Instructions for the task — Change "species-count log" to "annotation record" wherever it occurs in the rows that follow, then write out all of those rows again with nothing else altered.

## Begin Input records

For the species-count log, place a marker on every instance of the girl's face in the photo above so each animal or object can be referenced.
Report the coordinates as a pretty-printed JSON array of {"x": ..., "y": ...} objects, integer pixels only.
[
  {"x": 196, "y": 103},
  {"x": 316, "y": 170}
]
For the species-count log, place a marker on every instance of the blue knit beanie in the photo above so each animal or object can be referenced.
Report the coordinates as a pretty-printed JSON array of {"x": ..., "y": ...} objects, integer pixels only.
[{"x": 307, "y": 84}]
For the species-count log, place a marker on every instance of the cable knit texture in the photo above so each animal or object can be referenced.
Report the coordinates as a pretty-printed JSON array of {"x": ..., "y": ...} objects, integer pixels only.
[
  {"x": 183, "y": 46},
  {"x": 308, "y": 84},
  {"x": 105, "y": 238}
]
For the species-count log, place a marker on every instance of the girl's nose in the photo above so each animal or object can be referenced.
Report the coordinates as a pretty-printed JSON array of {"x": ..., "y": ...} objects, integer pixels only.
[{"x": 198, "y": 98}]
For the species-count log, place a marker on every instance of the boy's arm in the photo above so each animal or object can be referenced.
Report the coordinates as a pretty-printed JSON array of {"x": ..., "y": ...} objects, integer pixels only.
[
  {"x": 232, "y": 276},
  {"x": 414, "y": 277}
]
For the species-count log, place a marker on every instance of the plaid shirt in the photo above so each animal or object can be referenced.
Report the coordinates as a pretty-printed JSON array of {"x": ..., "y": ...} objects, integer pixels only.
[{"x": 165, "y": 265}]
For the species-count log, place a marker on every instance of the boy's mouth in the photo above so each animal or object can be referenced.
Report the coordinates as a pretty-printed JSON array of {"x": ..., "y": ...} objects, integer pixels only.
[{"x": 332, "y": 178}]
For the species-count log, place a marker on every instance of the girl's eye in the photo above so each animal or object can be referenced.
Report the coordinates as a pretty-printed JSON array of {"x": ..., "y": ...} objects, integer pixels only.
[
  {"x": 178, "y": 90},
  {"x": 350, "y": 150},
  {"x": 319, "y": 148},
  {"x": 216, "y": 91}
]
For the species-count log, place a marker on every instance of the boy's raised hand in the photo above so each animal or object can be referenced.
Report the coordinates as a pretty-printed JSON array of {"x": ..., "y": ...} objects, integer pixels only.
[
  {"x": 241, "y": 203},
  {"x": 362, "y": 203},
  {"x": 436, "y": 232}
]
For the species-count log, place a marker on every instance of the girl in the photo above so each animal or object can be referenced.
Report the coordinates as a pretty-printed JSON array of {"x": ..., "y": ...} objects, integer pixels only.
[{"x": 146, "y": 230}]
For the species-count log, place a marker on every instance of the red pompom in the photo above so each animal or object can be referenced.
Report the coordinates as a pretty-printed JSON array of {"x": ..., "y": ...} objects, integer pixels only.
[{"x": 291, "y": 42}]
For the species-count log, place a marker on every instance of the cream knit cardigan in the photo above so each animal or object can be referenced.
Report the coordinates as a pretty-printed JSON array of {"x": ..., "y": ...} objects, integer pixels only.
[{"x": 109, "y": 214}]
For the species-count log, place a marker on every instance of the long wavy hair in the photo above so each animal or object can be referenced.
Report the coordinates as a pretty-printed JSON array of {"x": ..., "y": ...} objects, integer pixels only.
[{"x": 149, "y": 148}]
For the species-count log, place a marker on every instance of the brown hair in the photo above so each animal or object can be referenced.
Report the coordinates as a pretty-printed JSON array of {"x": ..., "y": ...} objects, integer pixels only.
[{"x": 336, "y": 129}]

## End Input records

Response to this exercise —
For the annotation record, place a marker on every instance of the girl's face in the photo above so each animal or object can be referenced.
Report the coordinates as a pretty-printed JSON array of {"x": ..., "y": ...} objects, integer pixels only.
[
  {"x": 196, "y": 103},
  {"x": 316, "y": 170}
]
For the annotation record, place a marker on every instance of the blue knit beanie in the photo above so each animal or object can be referenced.
Report the coordinates as a pretty-printed JSON array of {"x": ..., "y": ...} objects, integer pixels only.
[{"x": 307, "y": 84}]
For the annotation record, place a marker on every instance of the cable knit texture in the photo above so each animal or object can be referenced.
Report the coordinates as a pretty-printed JSON array of {"x": ..., "y": ...} objects, integer pixels only.
[
  {"x": 183, "y": 46},
  {"x": 308, "y": 84},
  {"x": 105, "y": 238}
]
For the annotation record, place a marker on every instance of the girl's nose in the photo above so each animal or object can be referenced.
Report the coordinates as a pretty-printed JSON array of {"x": ..., "y": ...} objects, integer pixels only.
[{"x": 198, "y": 98}]
For the annotation record, place a marker on every instance of the boy's arm in the photo above so each animal or object can be referenced.
Report the coordinates as a pretty-printed JSON array of {"x": ..., "y": ...} objects, integer pixels only.
[
  {"x": 232, "y": 276},
  {"x": 414, "y": 277}
]
For the annotation record, place a marker on every instance of the plaid shirt in the photo above so each animal or object can be referenced.
Report the coordinates as a pretty-printed JSON array of {"x": ..., "y": ...} objects, integer pixels only.
[{"x": 165, "y": 265}]
For the annotation record, place a marker on every instance of the boy's mouth in the photo above so each animal or object can be referenced.
Report the coordinates as a pretty-printed JSON array of {"x": ..., "y": ...} objects, integer pixels only.
[{"x": 332, "y": 178}]
For the annotation record, place a marker on every instance of the girl's eye in the photo above so each animal or object can be referenced.
Report the coordinates as a pretty-printed JSON array of {"x": ..., "y": ...} objects, integer pixels only.
[
  {"x": 178, "y": 90},
  {"x": 350, "y": 150},
  {"x": 319, "y": 148},
  {"x": 216, "y": 91}
]
For the annotation record, place a marker on every instance of the boy's raised hand in the photo above so each animal or object can be referenced.
Report the coordinates as a pretty-printed JSON array of {"x": ..., "y": ...} objects, integer pixels only.
[
  {"x": 241, "y": 203},
  {"x": 362, "y": 203},
  {"x": 436, "y": 232}
]
For the annotation record, place a marker on every instance of the girl in the photo above so each animal or object can be referenced.
Report the coordinates as a pretty-printed JSON array of {"x": ..., "y": ...} objects, integer pixels only.
[{"x": 146, "y": 230}]
For the annotation record, place a marker on every instance of the red pompom in the photo above so each animal or object can be referenced.
Report the coordinates as a pretty-printed JSON array of {"x": ..., "y": ...} objects, integer pixels only.
[{"x": 291, "y": 42}]
For the annotation record, place a marker on every instance of the cream knit cardigan in the photo above so each animal or object can be referenced.
Report the coordinates as a pretty-printed JSON array of {"x": ..., "y": ...} objects, integer pixels only.
[{"x": 109, "y": 214}]
For the annotation record, place a marker on every instance of the long wavy hair in the photo above so each animal or object can be referenced.
Report the coordinates as a pretty-printed JSON array of {"x": ..., "y": ...} objects, integer pixels only.
[{"x": 149, "y": 148}]
For the annotation record, place a marker on every instance of the brown hair in the photo above so each animal or object can be referenced.
Report the coordinates as a pretty-printed JSON array of {"x": ..., "y": ...} objects, integer pixels only.
[{"x": 336, "y": 129}]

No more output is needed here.